» **About this task**
Within the listing below, please copy exactly the lines between the line holding "Wildlife-tally request: point out every instance of the hill" and the line holding "of the wildflower", inclusive.

» **Extracted information**
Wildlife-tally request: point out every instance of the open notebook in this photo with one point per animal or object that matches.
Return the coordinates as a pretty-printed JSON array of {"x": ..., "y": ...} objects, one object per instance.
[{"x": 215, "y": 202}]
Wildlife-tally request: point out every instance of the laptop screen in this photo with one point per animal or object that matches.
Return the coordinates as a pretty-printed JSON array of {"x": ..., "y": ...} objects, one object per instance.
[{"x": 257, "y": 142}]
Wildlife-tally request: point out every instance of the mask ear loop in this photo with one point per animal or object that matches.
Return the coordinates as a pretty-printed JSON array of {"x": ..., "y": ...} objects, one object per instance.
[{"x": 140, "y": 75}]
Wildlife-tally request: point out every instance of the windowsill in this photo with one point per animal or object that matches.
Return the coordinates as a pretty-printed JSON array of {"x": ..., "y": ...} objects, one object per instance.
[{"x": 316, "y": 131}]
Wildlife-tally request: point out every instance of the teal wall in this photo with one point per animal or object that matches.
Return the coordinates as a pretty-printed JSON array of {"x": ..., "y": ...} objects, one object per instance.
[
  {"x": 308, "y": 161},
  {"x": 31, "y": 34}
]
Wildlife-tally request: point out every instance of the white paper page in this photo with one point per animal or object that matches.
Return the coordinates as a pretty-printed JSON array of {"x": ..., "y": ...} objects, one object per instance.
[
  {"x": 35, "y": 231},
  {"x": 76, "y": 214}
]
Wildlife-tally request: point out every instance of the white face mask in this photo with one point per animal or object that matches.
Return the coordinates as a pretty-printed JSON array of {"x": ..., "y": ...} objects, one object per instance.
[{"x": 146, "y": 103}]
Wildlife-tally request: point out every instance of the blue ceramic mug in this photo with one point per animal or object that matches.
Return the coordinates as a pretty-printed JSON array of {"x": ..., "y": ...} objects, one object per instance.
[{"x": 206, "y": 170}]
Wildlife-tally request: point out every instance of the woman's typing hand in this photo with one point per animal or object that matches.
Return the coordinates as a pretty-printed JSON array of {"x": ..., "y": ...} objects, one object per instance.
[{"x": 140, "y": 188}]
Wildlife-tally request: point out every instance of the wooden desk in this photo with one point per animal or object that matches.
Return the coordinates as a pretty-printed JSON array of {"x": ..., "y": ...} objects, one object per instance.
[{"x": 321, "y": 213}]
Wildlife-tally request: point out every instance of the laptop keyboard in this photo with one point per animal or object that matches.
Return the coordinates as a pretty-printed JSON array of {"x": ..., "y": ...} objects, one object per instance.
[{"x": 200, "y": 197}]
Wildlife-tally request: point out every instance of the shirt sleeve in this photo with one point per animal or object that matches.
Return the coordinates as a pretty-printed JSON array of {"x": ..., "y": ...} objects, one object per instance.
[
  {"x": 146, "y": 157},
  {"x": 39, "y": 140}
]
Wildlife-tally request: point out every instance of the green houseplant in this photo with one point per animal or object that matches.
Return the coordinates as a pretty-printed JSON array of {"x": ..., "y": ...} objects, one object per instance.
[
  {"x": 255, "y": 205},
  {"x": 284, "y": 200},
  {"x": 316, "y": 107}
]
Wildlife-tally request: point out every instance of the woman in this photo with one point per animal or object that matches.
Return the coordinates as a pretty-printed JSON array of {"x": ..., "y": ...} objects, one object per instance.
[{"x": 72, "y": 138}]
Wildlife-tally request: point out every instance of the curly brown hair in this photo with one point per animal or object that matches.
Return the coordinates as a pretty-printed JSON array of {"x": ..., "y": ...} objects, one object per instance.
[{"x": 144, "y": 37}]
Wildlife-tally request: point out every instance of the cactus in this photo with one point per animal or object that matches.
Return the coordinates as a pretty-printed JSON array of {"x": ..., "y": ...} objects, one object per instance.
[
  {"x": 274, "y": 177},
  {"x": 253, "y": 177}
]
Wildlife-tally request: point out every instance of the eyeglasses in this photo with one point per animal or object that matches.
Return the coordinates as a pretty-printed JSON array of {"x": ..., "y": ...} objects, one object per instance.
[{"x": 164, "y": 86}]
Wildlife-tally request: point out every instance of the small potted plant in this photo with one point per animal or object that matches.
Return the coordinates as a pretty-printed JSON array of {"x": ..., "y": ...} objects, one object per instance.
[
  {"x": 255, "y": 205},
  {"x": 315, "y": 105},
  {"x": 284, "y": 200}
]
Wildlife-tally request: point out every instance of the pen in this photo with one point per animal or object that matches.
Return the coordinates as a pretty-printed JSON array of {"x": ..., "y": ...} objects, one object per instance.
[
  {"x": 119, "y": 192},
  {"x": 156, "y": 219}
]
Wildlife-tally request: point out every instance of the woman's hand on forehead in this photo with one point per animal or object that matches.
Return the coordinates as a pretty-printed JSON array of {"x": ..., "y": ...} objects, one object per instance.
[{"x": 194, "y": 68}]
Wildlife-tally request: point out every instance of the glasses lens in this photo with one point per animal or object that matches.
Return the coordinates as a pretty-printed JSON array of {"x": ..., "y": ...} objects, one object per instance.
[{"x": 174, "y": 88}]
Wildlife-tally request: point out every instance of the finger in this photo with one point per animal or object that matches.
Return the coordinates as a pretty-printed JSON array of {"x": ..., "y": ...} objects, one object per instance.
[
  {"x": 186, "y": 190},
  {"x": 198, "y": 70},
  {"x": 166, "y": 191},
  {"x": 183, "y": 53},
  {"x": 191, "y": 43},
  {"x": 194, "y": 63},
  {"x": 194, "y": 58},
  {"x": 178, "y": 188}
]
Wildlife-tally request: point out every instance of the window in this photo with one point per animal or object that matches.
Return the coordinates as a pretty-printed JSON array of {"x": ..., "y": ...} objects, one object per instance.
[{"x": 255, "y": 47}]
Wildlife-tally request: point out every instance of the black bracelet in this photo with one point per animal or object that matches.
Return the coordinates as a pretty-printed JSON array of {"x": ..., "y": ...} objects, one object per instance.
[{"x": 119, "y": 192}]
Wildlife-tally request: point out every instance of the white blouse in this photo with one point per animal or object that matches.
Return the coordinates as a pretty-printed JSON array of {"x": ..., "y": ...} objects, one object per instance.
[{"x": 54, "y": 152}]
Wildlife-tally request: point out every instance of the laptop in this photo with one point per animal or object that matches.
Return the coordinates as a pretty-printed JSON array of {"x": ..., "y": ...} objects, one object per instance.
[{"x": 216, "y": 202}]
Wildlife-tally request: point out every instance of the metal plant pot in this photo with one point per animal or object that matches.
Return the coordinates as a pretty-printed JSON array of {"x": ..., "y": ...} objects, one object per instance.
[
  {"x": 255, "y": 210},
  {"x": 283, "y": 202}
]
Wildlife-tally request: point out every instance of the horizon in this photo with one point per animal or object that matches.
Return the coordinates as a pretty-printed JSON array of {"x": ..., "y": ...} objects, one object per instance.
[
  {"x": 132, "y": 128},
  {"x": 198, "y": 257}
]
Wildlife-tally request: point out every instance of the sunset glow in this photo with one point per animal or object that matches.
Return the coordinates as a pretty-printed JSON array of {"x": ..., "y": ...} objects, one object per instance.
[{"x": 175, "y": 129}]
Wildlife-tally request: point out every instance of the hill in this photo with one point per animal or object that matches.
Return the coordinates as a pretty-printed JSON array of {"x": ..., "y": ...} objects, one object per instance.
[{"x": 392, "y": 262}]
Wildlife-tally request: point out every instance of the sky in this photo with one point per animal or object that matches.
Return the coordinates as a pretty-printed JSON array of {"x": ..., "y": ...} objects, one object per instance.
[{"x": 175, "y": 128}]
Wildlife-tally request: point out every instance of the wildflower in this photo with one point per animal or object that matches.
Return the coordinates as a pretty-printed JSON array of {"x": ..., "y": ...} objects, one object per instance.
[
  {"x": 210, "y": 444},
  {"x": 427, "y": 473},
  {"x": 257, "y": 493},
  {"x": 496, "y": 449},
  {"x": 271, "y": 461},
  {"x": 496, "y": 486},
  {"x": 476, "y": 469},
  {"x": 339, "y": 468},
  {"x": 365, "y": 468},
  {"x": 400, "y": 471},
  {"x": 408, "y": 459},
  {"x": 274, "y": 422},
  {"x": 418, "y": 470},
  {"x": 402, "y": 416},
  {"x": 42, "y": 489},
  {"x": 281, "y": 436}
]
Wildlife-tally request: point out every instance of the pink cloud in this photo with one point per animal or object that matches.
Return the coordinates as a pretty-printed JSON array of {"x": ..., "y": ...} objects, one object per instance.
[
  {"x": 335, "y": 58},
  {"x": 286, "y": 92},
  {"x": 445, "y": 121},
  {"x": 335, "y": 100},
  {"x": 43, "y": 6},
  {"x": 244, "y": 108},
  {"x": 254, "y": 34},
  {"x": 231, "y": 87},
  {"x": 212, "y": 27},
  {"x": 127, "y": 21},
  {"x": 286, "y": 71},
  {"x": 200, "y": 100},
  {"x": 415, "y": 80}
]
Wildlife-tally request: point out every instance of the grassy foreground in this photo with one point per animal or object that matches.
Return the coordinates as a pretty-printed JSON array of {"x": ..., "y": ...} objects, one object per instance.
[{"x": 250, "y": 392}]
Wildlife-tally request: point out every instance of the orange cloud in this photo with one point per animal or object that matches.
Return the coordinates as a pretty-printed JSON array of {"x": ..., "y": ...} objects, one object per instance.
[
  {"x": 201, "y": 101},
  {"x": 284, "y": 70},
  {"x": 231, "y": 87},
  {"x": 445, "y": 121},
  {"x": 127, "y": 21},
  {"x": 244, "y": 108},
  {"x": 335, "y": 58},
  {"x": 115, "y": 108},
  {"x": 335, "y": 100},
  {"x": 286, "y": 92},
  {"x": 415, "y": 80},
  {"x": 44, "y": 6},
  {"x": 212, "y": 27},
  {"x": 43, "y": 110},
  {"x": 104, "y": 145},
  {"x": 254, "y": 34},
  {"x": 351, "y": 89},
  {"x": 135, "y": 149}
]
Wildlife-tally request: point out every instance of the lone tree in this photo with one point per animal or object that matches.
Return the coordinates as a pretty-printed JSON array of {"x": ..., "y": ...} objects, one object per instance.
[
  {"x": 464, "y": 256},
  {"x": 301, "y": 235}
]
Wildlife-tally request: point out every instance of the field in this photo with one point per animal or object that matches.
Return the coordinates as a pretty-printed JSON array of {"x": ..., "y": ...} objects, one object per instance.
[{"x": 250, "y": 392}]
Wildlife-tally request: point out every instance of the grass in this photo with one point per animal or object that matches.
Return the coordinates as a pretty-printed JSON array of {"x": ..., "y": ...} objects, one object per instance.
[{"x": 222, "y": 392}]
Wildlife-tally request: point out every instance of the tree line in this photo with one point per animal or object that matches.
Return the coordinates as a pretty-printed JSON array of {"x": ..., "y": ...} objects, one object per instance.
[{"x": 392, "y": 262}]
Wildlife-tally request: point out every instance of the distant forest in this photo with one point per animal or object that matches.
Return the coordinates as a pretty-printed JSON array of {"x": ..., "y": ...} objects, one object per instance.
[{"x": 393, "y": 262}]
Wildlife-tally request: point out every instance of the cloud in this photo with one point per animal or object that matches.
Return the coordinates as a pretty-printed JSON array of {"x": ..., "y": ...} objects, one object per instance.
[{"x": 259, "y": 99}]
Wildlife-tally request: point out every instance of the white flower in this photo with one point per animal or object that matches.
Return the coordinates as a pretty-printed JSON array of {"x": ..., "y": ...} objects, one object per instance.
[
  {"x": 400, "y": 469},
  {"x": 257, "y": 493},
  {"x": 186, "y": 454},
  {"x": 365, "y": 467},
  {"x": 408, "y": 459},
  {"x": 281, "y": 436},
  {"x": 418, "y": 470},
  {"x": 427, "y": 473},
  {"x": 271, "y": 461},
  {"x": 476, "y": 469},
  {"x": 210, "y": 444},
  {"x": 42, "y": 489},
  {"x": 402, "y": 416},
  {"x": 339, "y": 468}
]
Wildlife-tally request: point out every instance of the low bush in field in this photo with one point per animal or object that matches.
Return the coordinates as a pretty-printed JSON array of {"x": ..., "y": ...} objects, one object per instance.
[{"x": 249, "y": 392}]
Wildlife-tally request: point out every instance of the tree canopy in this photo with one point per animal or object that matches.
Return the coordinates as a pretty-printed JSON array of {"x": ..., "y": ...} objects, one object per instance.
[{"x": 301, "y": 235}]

» **Answer box**
Wildlife-tally request: point out every instance of the hill in this photo with one point per animal or object that matches.
Return the coordinates as a pretty-printed JSON array of {"x": ..., "y": ...} objects, one object per instance.
[{"x": 392, "y": 262}]
Wildlife-tally request: point out every instance of the sky in this photo with one point per animal or object that matches.
Return the coordinates as a pretty-printed JSON array of {"x": ..., "y": ...} objects, one object per instance.
[{"x": 175, "y": 128}]
Wildlife-tally request: point out every instance of the wildflower in this photo with one point per animal or object that matches.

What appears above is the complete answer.